--- Start Passage shown ---

# Parking.



## duncyno1 (Apr 3, 2013)

Need I say any more. No idea how anyone can think that this is acceptable.










Also, before anyone tries to say there were cars at either side, I seen them parking. There were no other cars. [smiley=bomb.gif]


----------



## SalsredTT (Jan 8, 2011)

Looks like typical TT parking to me!


----------



## Spandex (Feb 20, 2009)

There have been a few 'parking threads' on here where plenty of people have said they park their TT like that because they want to avoid dents. If I was in an old banger and saw a car parked that inconsiderately, I think I'd park 3 inches from it on purpose just to piss them off as much as they're pissing everyone else off.

If you're too scared to park your car in public, either get a different car, leave it at home or grow a set.


----------



## YELLOW_TT (Feb 25, 2004)

This sort of thing boils my piss :evil:


----------



## maryanne1986 (Apr 8, 2013)

i do it especailly in uni with the idiots in their shitty little cars mammy and daddy bought them that they have no respect for :evil:

saves me coming out to find damage on my car
i park up the back in tescos etc.... im dreding christmas with the full car parks lol

so yes this is Now typical Maryanne parking


----------



## duncyno1 (Apr 3, 2013)

If I was to try it I could guarantee that someone in there heap of a micra would think "there is a space", scrape it on the way in and slam a door into my side. It does my head in and I have to face it every single day I'm in there. [smiley=bigcry.gif]


----------



## John-H (Jul 13, 2005)

I think this needs reposting from 2007...

Q: What's worse than unthinkingly parking in a disabled space?

A: Parking in two disabled spaces in a range rover!

I couldn't believe this jerk! No there wasn't any disabled sticker :evil:


----------



## Spandex (Feb 20, 2009)

maryanne1986 said:


> i do it especailly in uni with the idiots in their shitty little cars mammy and daddy bought them that they have no respect for :evil:
> 
> saves me coming out to find damage on my car
> i park up the back in tescos etc.... im dreding christmas with the full car parks lol
> ...

--- End Passage shown ---
--- Start Data for the task ---

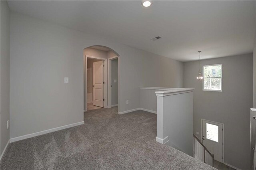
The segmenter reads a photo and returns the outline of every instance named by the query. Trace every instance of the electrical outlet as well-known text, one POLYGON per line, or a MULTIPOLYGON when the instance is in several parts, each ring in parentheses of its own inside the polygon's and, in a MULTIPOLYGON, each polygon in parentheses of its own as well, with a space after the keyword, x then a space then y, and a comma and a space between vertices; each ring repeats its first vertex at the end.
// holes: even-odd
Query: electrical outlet
POLYGON ((68 77, 64 77, 64 83, 68 83, 68 77))

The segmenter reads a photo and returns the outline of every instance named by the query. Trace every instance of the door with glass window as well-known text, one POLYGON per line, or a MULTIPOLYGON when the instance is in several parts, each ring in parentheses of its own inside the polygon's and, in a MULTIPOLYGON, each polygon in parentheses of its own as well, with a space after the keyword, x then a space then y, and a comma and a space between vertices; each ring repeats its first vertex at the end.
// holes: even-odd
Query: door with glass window
POLYGON ((214 154, 214 160, 223 162, 223 125, 203 120, 202 143, 214 154))

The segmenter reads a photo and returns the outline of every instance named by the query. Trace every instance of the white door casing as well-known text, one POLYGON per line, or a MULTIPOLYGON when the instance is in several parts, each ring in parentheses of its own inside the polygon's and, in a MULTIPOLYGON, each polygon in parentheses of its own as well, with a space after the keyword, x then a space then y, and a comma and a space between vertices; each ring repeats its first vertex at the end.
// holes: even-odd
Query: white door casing
POLYGON ((202 120, 202 143, 214 155, 214 159, 224 162, 223 130, 222 124, 202 120))
POLYGON ((104 62, 93 63, 93 105, 104 107, 104 62))

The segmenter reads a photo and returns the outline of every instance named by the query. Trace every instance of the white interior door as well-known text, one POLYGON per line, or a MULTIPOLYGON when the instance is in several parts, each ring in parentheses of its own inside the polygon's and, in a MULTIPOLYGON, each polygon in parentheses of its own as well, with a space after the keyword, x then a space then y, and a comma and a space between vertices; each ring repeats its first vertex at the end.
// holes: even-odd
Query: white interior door
POLYGON ((214 160, 223 162, 223 125, 203 120, 203 144, 214 154, 214 160))
POLYGON ((93 105, 104 107, 104 62, 93 63, 93 105))

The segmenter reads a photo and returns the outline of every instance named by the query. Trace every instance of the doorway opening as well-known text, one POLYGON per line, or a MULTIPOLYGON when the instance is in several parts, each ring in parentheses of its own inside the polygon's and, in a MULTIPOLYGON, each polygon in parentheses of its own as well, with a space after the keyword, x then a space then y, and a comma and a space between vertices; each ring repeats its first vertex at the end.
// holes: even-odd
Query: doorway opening
POLYGON ((84 49, 84 111, 118 106, 118 57, 106 47, 84 49))
POLYGON ((203 144, 214 155, 214 159, 224 163, 224 124, 202 119, 203 144))

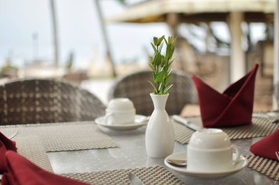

--- End Data for the task ---

[Problems to solve]:
(A) From the rows, take the lines starting at the one containing "the white interior" and ending at the one containing "POLYGON ((93 105, 104", and recast them as a Markdown table with the columns Line number and Content, skipping any blank lines.
(B) Continue the forum thread about parking from the point where it stops.

[Expected results]:
(A)
| Line number | Content |
|---|---|
| 1 | The segmenter reads a photo and returns the outline of every instance named by the query. Trace every instance of the white interior door as well-known text, one POLYGON per line, or a MULTIPOLYGON when the instance is in several parts, each ring in parentheses of its own inside the polygon's and, in a MULTIPOLYGON, each polygon in parentheses of its own as well, with a space after the keyword, x then a space then y, and a comma and a space between vertices; each ring repeats its first vertex at the end. |
| 2 | // holes: even-odd |
| 3 | Query: white interior door |
| 4 | POLYGON ((214 160, 223 162, 223 125, 203 120, 203 144, 214 154, 214 160)) |
| 5 | POLYGON ((93 105, 104 107, 104 62, 93 63, 93 105)) |

(B)
Sorry, but if anyone deserves to get their car dinged up in a carpark, it's people who are selfish enough to park like that. Like I said, if I was driving an old banger and I saw your car parked across two bays, you wouldn't be able to get a fucking Rizla between our cars by the time I finished parking up... :wink:


----------



## duncyno1 (Apr 3, 2013)

Spandex said:


> maryanne1986 said:
> 
> 
> > i do it especailly in uni with the idiots in their shitty little cars mammy and daddy bought them that they have no respect for :evil:
> ...


To me that makes too much sense. I'd be right in the other side if I was driving a banger too. In a car park which is usually empty and there are pleny of spaces I wouldn't be too bothered by parking like that, would simply laugh. But not there. I have to make an effort to get there nearly an hour beforehand to get a space. 
Times like that I wish I had a forklift. Not to move their car. To make 2 nice holes right through the side of it.


----------



## oceans7 (Oct 20, 2009)

I think you have misread this photo, the mini was actually parked ok, it's just that everyone else moved their cars to the right so they did'nt have to be parked near the crappy little thing.


----------



## Spandex (Feb 20, 2009)

oceans7 said:


> I think you have misread this photo, the mini was actually parked ok, it's just that everyone else moved their cars to the right so they did'nt have to be parked near the crappy little thing.


That's the most ridiculous thing about that picture... It's an 11 year old mini, for fucks sake. It's the sort of car you deliberately take to the supermarket to avoid getting dents in your nice car.


----------



## A3DFU (May 7, 2002)

Spandex said:


> oceans7 said:
> 
> 
> > I think you have misread this photo, the mini was actually parked ok, it's just that everyone else moved their cars to the right so they did'nt have to be parked near the crappy little thing.
> ...


If you have two cars in the first place :wink: 
I leave my almost 13 year old TT at home and walk or cycle to the shops. So I need to avoid getting dents in my nice body or nice bike :lol: :lol: :lol:


----------



## Gazzer (Jun 12, 2010)

A3DFU said:


> Spandex said:
> 
> 
> > oceans7 said:
> ...


You did have a perky rear end I noticed at Adi Dani :roll:


----------



## A3DFU (May 7, 2002)

It even says _quattro_ on it


----------



## John-H (Jul 13, 2005)

Get a grip :roll:

(in relation to quattro rear ends)


----------



## richieshore (May 17, 2010)

This is exactly how I park in any possible situation, and as for the the spiteful tossers who want to damage someone's car just because they're trying to look after it? Get a grip indeed.

I will always park at the furthest end of a car park and will make sure I'm in a space where only 1 car can park next to me. If I pull into a space and the car next to me has a baby seat then I'll move.

Why would you not care about your car? I see far too many cars driving round with horrible little dents in them, no one gives a sh*t about anyone else's property anymore. It's disgusting.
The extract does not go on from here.